- Teks Sumber:
--------

Fahd: "Aku nggak setuju ya kalo rahim itu hanya soal dunia wanita, rahim adalah dunia siapa saja. Perempuan atau laki-laki. Oh ya, aku lebih suka dengan kata 'perempuan' ketimbang kata 'wanita'. Jadi aku akan sebut 'perempuan'. Setiap orang pernah ada di sana selama kurang lebih 9 bulan sebelum terlahir di dunia. Jadi, itulah yang ingin aku ceritakan, ingatkan, dan maknai. Ada yang kita lupakan dari semua itu. Sesuatu yang penting, tonggak pertama perjalanan hidup kita. Bagiku, 'rahim' bukan sekadar 'organ' di tubuh perempuan—lebih dari itu, rahim adalah rumah suci pertama tempat Tuhan menitipkan kasih sayangnya berupa hidup pada kita semua."
Woman: "Selama penyelesaian buku RAHIM ini adakah kejadian lucu dan unik yang terjadi?"
Fahd: "Kejadian lucu mungkin nggak ada ya, mungkin lupa, tapi kejadian unik ada. Setelah naskah RAHIM jadi draft pertama, ceritanya aku bagikan pada beberapa pembaca pertama (dibantu sama manajemenku juga, KEA). Nah, respon para pembaca pertama ini unik-unik. Ada yang mengaku tersiksa semaleman karena harus repot nyari tissu tengah malem gara-gara nangis terus baca RAHIM. Ada pembaca pertama perempuan yang perokok, setelah baca RAHIM, dia memutuskan untuk berhenti merokok karena takut merusak Alam Rahim di rahimnya. Ada pembaca yang bertahun-tahun tidak pulang menemui orang tuanya, langsung memutuskan untuk pulang menemui orang tuanya. Ada pembaca yang nggak mau menikah karena berbagai alasan, tiba-tiba mengutarakan keinginannya untuk menikah. Ada yang sudah lama marahan sama ayahnya, ingin mengakhiri hubungan buruk mereka dan saling memaafkan.
Woman: "Apa pendapat bang Fahd tentang para Ibu yang tidak memperlakukan buah hatinya dengan baik, sejak dalam kandungan hingga lahir?"

--------

Dalam teks wawancara tentang buku RAHIM, kata apa yang lebih disukai Fahd ketimbang kata "wanita"? Mohon gunakan teks ini saja sebagai acuan.

- Data Tersimpan:
--------

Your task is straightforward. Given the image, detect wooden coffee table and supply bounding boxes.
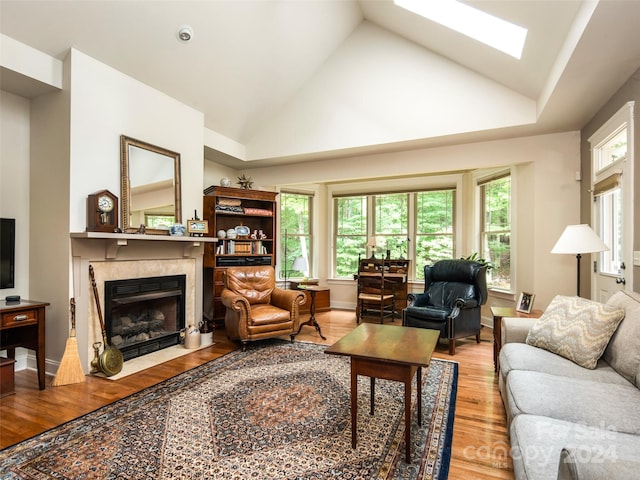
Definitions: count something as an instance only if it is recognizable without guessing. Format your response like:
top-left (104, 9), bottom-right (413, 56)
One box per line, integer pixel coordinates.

--------

- Penyelesaian Soal:
Kata "perempuan".